__Consigne 1__
Mettez tous les enregistrements ci-dessous dans un CSV à deux colonnes, « demande » et « réponse », avec une ligne par enregistrement. Placez chaque texte dans la colonne « demande » et sa réponse dans la colonne « réponse », chaque champ entre guillemets, les sauts de ligne remplacés par des espaces.

__Extrait du texte__
━━━━

« Je ne signerai qu’en présence de mes avocats »

Publié le 5 juillet 2004 Lecture : 3 minutes.

Voici de larges extraits de l’audition de Saddam Hussein par le juge chargé de l’instruction du procès, Raed Djouhi.

Le juge : Votre nom ?
Saddam Hussein : Hussein Majid, président de la République d’Irak.
– Votre date de naissance ?
– 1937.
– Profession ? Ancien président de la République d’Irak ?
– Non. Actuel. C’est la volonté du peuple.
– Chef du parti Baas, aujourd’hui dissous. Ancien commandant et chef de l’armée. Résidant en Irak. Le nom de votre mère ?
– Sobha. Et vous, vous ne vous présentez pas ?
– Monsieur Saddam, je suis juge à la Cour suprême d’Irak, chargé de l’instruction.
– […] Quelle résolution, quelle loi sont à l’origine de la création de cette cour ?
– [Réponse inaudible].
– Oh, les forces de la coalition ? […] Vous représentez donc les forces d’occupation ?
– Non, je suis un Irakien représentant l’Irak.

━━━━

__Données__
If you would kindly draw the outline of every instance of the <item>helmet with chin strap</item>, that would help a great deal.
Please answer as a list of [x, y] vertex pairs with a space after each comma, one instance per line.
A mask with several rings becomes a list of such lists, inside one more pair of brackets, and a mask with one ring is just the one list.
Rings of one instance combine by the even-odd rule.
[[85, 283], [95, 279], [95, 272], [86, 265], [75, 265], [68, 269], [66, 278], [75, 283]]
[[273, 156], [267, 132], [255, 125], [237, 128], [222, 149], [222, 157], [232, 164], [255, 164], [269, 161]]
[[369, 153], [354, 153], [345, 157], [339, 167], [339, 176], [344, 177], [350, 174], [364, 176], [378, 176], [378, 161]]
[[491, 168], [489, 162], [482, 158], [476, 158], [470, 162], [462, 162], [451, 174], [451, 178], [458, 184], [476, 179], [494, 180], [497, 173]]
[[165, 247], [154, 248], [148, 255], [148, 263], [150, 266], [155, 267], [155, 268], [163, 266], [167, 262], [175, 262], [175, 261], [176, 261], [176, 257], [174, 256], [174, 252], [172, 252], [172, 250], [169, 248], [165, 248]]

━━━━

__Consigne 2__
Répondez à ces questions sur l'extrait de l'audition de Saddam Hussein :
(a) Quel est le nom du juge chargé de l'instruction ?
(b) Quelle année de naissance Saddam Hussein donne-t-il ?
(c) Quel nom donne-t-il pour sa mère ?

__Résultat 1__
demande,réponse
"If you would kindly draw the outline of every instance of the <item>helmet with chin strap</item>, that would help a great deal. Please answer as a list of [x, y] vertex pairs with a space after each comma, one instance per line. A mask with several rings becomes a list of such lists, inside one more pair of brackets, and a mask with one ring is just the one list. Rings of one instance combine by the even-odd rule.","[[85, 283], [95, 279], [95, 272], [86, 265], [75, 265], [68, 269], [66, 278], [75, 283]] [[273, 156], [267, 132], [255, 125], [237, 128], [222, 149], [222, 157], [232, 164], [255, 164], [269, 161]] [[369, 153], [354, 153], [345, 157], [339, 167], [339, 176], [344, 177], [350, 174], [364, 176], [378, 176], [378, 161]] [[491, 168], [489, 162], [482, 158], [476, 158], [470, 162], [462, 162], [451, 174], [451, 178], [458, 184], [476, 179], [494, 180], [497, 173]] [[165, 247], [154, 248], [148, 255], [148, 263], [150, 266], [155, 267], [155, 268], [163, 266], [167, 262], [175, 262], [175, 261], [176, 261], [176, 257], [174, 256], [174, 252], [172, 252], [172, 250], [169, 248], [165, 248]]"

__Résultat 2__
(a) Raed Djouhi
(b) 1937
(c) Sobha